Exercise details:
Filter the listing below down to the lines with the word "every" and copy those.

..............................

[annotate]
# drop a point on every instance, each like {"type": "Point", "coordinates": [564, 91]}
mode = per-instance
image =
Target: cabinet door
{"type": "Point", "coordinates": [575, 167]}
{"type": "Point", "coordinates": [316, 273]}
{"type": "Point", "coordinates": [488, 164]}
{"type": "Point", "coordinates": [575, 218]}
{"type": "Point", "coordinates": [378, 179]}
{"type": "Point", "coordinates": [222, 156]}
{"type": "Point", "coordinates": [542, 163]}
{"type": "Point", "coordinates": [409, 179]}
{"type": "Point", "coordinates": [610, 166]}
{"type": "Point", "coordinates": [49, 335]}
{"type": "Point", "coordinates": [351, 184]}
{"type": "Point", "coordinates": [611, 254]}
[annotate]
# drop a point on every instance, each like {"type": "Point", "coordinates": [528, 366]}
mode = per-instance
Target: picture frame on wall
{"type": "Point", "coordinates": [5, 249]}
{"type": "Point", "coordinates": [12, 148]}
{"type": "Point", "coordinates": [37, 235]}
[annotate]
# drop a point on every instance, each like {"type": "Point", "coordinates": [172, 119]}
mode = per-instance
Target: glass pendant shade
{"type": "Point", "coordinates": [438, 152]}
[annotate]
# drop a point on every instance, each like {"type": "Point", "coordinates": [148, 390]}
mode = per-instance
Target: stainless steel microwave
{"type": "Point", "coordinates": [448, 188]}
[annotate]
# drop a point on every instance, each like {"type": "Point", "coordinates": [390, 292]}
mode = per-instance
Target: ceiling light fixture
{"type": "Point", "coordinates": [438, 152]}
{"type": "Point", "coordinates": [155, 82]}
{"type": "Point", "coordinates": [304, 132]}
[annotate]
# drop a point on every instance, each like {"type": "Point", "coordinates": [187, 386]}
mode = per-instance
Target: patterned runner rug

..............................

Task solution:
# drop a point on every instance, each like {"type": "Point", "coordinates": [564, 91]}
# drop a point on every instance, each like {"type": "Point", "coordinates": [528, 366]}
# drop a point on every instance, each like {"type": "Point", "coordinates": [172, 119]}
# drop a point on every instance, each like {"type": "Point", "coordinates": [148, 390]}
# drop a point on every instance, each like {"type": "Point", "coordinates": [390, 292]}
# drop a point on every instance, each like {"type": "Point", "coordinates": [187, 386]}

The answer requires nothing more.